_Consignes:_
• a. D'après l'entretien sur Nodens, quelle divinité ce nom désigne-t-il ?
• b. Poursuivez l'entretien sur le whisky transporté à la voile à partir de sa dernière phrase.

Nodens : du vent dans les voiles, du whisky en cale (entretien avec Tristan Botcazou)

La devise de Nodens pourrait être « Fluctuat Nec Mergitur ». A peine lancée, cette nouvelle entreprise bretonne de whisky transporté à la voile fait face à un premier défi de taille : le capitaine du Corentin, bateau qui devait aller chercher les fûts en Irlande, annonce qu’il ne partira pas, pour des raisons personnelles. Après un mois de travail acharné pour trouver une solution, Tristan Botcazou, le fondateur qui a répondu à nos questions, va quand même proposer à la vente son whisky, mais embouteillé dans la verte Erin, et repousse à 2026 sa première traversée à la voile, sur un autre bateau. En parallèle, le chantier de restauration de l’Audiernais devrait permettre à Nodens d’avoir son propre bateau dès 2027.

Propos recueillis par Stéphane GAUDIN

L’Audiernais.

***

Pouvez-vous expliquer la démarche de NODENS en matière de transport durable du whisky irlandais et les avantages environnementaux liés à l’utilisation d’un voilier plutôt que d’une méthode conventionnelle ?

En repositionnant des navires du patrimoine classés Monuments Historiques vers des destinations en  adéquation avec  leurs spécificités techniques et leur identité celtique, comme le signifie le nom de l’entreprise (Nodens est le dieu celte de la mer et de la guérison), nous nous saisissons de notre héritage culturel, de notre patrimoine commun de notre terroir et de ses savoirs faires ancestraux.

Et parallèlement, concernant la préservation de l’environnement et des océans nous sommes à 100% dans l’innovation Low Tech. Oxymore ? En tout cas nous cochons toutes les cases de cette dernière (sobriété, efficience, pérennité, maintenabilité, accessibilité, autonomisation, empouvoirement, reliance, simplification). Avec un impact sur l’environnement remarquable car nos navires sont des petits puits de carbone (quelques dizaines de tonnes de bois) qui contribuent à la décarbonation du transport de marchandises. Une prouesse !

Pas de pollution liée à sa déconstruction de nos navires car toutes ses pièces sont remplaçables. Encore la sobriété.

Utilisation par nos vieux moteurs d’huile de friture ou du diester pour les manœuvres de port. Ce qui réduit considérablement nos émissions de carbone circulaire et nous ramène aux émissions de CO2 des machines agricoles qui produisent ces huiles, dans la mesure où elles utilisent du GO.

Ensuite, nous simplifions les chaînes logistiques : aujourd’hui, un whisky irlandais est transporté par camion, puis bateau, puis camion jusqu’à sa plateforme logistique française. Avec Nodens, nous irons chercher au plus près des distilleries (1-2km d’un port), puis ramènerons le whisky à quelques encablures de notre entrepôt d’embouteillage/stockage. Quasiment aucune pollution, un trajet direct, efficace.

_Lignes de données:_
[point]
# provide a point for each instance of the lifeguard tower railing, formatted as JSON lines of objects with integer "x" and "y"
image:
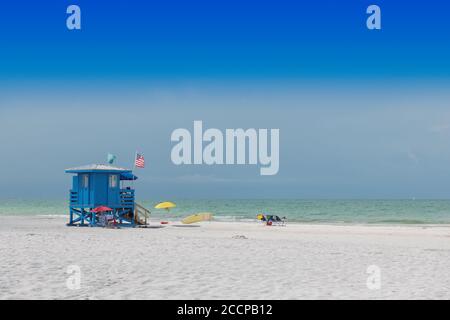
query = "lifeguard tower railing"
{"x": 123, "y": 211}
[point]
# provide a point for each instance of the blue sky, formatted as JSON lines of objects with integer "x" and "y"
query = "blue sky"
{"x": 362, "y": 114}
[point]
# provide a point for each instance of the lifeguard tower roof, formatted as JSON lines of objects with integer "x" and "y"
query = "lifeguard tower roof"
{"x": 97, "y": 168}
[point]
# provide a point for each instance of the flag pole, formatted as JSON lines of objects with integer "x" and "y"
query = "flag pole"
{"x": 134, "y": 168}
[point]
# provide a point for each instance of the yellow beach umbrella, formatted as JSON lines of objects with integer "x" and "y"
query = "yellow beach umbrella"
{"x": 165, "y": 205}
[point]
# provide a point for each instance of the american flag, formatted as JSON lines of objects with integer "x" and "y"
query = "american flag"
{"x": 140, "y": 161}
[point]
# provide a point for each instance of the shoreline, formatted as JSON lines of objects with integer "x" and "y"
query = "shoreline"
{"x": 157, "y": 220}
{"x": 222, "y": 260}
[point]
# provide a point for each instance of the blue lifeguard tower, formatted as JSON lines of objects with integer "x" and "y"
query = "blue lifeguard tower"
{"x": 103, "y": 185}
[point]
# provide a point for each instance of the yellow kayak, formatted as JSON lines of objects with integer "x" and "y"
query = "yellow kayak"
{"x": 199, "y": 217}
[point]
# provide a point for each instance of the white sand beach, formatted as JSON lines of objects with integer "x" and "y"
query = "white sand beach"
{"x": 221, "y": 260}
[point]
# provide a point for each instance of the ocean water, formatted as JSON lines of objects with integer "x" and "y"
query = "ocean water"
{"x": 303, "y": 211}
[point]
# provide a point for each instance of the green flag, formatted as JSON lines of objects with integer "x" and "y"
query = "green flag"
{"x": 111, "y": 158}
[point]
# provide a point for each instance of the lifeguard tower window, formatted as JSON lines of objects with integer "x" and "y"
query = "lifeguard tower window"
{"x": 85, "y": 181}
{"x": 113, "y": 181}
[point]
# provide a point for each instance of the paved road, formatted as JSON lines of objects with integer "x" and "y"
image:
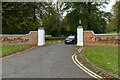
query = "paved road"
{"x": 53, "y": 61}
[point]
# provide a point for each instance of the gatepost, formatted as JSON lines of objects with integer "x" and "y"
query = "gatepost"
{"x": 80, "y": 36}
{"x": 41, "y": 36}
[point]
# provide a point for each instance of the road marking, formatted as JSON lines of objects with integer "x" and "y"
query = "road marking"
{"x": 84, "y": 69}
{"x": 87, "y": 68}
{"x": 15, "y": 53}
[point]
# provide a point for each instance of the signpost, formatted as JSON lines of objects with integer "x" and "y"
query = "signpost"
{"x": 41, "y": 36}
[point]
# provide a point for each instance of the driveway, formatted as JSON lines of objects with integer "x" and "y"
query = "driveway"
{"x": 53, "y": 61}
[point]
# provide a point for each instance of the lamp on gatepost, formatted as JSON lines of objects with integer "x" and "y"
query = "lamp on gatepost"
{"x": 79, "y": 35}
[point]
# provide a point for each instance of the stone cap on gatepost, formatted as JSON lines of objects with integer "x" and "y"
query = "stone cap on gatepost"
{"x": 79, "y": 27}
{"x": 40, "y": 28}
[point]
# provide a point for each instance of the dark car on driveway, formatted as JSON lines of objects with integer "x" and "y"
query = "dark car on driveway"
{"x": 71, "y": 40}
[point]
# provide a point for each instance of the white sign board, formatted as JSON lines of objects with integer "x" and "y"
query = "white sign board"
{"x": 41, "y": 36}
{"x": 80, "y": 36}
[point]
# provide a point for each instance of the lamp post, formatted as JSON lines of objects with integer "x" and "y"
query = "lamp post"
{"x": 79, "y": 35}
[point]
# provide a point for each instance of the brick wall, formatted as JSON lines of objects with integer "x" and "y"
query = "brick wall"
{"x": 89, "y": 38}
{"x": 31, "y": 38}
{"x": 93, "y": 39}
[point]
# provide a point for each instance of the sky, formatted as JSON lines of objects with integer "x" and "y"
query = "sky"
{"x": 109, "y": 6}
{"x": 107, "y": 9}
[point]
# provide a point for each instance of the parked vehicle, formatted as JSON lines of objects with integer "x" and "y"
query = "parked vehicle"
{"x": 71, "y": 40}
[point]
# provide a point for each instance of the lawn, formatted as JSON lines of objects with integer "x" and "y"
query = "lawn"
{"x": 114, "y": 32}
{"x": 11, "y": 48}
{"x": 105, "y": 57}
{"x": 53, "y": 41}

_Réponses attendues:_
• a. Le dieu celte de la mer et de la guérison.

• b.
Comment mesurez-vous l’impact carbone du transport à la voile par rapport aux autres modes de transport utilisés dans votre secteur ?

Nous remplaçons et simplifions à l’extrême des chaînes logistiques complexes. Exemple de produits cultivés ou produits dans un lieu difficile d’accès et qui nécessitent plusieurs modes de transport pour atteindre leur destination finale (certaines épices). Exemple aussi de la production insulaire de whisky (la légendaire île d’Islay) devant d’abord circuler en camion sur l’île, puis prendre une barge, puis reprendre la route jusqu’à Plymouth, puis prendre le ferry pour reprendre la route jusqu’à une plateforme logistique où pour la dernière fois, il reprendra la route vers son acheteur final. Nous proposons de prendre les marchandises insulaires à quai devant le lieu de production et de les transporter à la voile jusqu’à notre plateforme de Port Launay.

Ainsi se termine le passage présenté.